Exercise instructions:
Copy the items verbatim, starting with their first line and ending after the line that contains "201,216 -> 438,338".

(Dataset rows)

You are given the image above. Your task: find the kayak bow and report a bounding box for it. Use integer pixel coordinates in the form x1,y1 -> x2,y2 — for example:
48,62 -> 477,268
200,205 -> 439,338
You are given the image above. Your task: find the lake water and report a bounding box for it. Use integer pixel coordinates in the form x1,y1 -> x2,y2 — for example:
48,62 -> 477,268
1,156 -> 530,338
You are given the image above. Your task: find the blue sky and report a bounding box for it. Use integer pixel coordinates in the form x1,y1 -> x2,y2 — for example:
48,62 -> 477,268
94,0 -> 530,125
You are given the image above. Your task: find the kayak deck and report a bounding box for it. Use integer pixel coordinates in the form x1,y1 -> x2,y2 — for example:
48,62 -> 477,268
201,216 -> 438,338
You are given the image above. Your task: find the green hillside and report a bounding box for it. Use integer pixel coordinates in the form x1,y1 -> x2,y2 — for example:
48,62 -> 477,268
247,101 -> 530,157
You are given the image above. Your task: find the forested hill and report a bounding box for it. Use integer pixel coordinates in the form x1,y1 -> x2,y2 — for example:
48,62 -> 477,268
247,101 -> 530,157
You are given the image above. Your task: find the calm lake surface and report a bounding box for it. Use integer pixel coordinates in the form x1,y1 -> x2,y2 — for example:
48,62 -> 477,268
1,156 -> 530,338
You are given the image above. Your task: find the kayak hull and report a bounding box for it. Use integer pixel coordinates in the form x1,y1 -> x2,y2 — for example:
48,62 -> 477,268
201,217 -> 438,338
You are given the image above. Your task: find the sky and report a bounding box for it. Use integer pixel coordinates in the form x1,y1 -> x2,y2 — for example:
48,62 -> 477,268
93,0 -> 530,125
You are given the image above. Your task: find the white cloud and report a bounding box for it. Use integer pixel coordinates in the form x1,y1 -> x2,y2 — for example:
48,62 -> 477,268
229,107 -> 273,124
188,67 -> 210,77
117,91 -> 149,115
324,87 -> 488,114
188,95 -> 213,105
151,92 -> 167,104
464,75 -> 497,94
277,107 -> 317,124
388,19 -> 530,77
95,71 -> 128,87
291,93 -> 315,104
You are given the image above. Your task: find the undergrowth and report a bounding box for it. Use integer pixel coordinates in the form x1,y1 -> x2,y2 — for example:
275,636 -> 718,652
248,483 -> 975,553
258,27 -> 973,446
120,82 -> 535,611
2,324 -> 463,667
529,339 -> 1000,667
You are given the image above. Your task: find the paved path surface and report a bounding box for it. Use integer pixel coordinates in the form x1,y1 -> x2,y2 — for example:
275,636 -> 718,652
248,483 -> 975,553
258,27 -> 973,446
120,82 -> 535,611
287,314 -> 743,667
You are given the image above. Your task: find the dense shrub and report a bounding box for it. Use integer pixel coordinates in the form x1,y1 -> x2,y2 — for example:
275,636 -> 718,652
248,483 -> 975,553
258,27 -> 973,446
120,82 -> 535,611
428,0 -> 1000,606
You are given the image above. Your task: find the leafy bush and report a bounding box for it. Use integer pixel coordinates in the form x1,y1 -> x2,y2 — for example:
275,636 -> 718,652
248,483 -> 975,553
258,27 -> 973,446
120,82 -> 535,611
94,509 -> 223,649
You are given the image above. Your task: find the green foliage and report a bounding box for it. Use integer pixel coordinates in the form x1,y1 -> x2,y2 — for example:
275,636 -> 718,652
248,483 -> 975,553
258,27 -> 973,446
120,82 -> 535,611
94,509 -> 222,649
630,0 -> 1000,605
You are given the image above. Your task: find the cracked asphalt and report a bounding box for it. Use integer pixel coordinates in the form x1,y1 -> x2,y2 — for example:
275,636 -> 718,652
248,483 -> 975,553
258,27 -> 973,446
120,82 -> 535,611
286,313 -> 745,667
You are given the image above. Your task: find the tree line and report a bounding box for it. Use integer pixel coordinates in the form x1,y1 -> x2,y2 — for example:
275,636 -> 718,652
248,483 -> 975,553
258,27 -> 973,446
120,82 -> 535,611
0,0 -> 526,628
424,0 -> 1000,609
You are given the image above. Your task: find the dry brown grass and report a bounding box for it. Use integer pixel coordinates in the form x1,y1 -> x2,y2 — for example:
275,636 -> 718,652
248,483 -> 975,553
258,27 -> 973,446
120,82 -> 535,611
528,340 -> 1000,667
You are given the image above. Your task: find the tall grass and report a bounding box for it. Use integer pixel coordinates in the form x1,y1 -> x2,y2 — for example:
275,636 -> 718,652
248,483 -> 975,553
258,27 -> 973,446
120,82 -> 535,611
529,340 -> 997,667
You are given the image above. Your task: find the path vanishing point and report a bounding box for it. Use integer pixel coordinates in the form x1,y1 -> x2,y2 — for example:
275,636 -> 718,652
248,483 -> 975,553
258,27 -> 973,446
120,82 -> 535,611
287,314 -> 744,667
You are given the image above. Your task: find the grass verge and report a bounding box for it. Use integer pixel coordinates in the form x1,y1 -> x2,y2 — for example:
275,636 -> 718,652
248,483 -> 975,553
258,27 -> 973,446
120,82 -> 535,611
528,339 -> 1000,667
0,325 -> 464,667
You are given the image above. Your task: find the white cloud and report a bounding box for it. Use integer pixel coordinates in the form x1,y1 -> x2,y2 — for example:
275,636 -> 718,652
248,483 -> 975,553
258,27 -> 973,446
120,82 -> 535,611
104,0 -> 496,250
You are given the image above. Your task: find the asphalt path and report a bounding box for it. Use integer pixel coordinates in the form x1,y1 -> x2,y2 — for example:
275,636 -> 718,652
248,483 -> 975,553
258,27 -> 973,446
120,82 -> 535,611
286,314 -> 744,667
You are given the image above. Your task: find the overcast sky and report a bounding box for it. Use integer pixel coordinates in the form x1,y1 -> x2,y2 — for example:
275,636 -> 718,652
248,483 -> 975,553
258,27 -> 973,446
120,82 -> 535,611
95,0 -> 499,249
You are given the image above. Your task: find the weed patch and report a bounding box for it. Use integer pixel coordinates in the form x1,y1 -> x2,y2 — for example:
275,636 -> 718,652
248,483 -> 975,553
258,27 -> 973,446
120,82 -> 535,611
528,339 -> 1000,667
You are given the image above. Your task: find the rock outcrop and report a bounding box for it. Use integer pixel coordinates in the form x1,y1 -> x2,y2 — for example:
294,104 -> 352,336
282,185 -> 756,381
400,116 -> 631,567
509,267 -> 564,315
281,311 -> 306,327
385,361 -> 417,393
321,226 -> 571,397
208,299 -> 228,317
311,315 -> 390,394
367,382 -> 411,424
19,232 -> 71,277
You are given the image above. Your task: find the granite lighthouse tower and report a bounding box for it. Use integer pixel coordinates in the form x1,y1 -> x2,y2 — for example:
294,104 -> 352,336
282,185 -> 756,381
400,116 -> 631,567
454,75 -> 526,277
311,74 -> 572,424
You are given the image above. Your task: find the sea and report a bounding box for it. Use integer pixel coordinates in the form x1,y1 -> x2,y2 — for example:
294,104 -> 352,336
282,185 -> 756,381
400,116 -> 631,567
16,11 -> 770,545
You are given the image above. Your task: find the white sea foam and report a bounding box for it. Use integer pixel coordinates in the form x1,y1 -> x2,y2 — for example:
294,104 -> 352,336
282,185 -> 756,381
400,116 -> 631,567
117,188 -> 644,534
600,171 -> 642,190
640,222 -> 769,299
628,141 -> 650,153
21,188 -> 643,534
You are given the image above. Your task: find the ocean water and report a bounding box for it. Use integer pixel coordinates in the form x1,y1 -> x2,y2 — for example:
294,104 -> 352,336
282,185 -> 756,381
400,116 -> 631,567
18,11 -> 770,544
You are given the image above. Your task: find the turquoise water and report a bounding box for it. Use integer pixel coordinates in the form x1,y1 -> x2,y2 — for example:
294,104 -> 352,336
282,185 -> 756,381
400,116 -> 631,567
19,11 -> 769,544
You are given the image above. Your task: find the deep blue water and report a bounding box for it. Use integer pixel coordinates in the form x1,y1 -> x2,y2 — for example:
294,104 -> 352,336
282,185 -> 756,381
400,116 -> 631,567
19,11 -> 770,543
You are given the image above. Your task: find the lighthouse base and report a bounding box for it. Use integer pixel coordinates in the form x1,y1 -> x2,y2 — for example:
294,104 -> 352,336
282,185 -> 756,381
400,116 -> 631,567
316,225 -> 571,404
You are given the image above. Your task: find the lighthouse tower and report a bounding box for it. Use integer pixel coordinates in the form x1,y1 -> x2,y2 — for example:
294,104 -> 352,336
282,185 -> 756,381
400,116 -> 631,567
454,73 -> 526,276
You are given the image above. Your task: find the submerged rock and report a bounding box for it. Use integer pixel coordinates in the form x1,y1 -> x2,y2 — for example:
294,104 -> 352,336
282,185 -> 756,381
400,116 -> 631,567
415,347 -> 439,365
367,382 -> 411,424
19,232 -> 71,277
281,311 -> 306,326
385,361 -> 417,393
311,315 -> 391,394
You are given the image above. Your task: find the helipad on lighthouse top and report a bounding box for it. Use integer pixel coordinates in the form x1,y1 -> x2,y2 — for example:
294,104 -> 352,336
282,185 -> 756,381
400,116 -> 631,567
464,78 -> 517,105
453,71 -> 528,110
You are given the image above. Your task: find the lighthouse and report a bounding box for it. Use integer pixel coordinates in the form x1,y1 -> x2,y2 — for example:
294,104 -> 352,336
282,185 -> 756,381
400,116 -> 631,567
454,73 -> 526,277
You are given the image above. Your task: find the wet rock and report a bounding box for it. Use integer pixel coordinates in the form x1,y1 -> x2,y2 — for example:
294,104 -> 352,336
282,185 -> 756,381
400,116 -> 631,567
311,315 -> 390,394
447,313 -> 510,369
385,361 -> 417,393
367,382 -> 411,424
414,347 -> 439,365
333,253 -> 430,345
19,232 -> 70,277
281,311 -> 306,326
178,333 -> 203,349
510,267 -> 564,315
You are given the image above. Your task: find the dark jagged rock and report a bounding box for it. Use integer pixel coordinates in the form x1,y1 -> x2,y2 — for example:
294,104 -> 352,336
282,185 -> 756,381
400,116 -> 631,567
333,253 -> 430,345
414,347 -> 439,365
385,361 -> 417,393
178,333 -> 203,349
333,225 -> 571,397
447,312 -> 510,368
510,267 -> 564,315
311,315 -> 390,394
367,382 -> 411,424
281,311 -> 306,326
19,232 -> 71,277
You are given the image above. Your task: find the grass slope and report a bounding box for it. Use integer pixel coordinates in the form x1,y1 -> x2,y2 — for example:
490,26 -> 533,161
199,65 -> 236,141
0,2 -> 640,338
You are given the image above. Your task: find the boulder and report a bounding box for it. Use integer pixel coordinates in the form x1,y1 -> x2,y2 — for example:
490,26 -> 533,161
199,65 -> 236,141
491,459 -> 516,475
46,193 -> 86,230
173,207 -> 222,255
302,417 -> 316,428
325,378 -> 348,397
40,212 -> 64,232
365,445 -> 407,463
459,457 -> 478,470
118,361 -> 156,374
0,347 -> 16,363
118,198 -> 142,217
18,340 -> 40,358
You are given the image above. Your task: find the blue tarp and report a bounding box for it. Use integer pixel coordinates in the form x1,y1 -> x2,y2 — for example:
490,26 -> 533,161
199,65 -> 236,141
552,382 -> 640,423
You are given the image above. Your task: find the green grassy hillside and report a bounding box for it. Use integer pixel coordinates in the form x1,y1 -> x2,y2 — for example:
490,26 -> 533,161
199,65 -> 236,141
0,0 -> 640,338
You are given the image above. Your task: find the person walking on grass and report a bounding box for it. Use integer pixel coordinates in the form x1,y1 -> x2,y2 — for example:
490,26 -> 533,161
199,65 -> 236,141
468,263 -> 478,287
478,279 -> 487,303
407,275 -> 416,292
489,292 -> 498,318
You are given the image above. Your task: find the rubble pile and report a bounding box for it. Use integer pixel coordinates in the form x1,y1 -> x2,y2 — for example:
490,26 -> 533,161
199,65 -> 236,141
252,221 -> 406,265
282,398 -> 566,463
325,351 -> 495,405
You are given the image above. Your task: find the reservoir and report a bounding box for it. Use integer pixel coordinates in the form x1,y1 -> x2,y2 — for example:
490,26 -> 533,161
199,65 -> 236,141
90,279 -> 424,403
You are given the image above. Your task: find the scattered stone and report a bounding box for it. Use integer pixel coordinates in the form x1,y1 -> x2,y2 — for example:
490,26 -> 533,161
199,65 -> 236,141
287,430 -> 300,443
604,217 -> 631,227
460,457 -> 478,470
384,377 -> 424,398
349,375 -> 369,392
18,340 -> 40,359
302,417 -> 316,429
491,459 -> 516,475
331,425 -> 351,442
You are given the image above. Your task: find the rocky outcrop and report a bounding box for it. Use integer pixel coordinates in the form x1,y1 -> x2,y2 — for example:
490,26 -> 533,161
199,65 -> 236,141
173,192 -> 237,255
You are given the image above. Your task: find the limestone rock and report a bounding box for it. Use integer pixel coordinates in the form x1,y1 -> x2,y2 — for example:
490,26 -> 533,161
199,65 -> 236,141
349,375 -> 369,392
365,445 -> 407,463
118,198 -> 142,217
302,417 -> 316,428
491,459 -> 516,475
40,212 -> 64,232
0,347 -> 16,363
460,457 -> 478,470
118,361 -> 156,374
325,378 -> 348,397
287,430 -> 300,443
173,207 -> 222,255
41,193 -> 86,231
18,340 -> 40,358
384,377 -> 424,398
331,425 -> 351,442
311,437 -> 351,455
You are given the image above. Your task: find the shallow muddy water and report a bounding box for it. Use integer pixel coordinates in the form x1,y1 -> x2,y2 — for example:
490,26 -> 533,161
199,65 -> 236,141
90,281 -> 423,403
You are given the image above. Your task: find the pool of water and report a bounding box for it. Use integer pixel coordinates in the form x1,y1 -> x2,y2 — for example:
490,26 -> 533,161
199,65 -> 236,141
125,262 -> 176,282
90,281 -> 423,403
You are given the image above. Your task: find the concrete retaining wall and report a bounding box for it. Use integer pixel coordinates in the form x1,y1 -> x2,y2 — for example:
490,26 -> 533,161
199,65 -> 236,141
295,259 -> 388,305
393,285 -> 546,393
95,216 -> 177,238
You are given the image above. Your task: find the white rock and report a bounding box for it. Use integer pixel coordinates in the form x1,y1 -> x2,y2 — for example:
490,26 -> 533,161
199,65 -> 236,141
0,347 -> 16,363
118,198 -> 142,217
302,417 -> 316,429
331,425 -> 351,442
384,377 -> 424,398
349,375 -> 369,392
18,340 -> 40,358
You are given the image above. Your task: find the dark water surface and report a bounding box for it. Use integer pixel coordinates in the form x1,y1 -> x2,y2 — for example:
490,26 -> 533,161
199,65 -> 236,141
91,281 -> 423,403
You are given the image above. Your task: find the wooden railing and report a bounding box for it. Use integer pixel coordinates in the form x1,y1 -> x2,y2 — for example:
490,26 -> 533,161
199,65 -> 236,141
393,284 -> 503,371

Task solution:
You are given the image above. Your task: find the kayak bow and report a bounding box for it. Use integer pixel coordinates in the form x1,y1 -> x2,y2 — for example:
48,62 -> 477,268
200,205 -> 439,338
You are given the image above. Your task: find the lake water and report a bounding box for it. Use integer pixel coordinates in the form x1,y1 -> x2,y2 — for example:
48,62 -> 477,268
1,156 -> 530,338
You are given the image above. Your task: find the blue sky and report a bounding box for it. Use integer pixel coordinates in the form x1,y1 -> x2,y2 — for example:
48,62 -> 477,268
94,0 -> 530,125
You are given the image above. Your task: find the kayak deck and report a bounding box for it. Use integer pixel coordinates in the form x1,y1 -> x2,y2 — for example:
48,62 -> 477,268
201,216 -> 438,338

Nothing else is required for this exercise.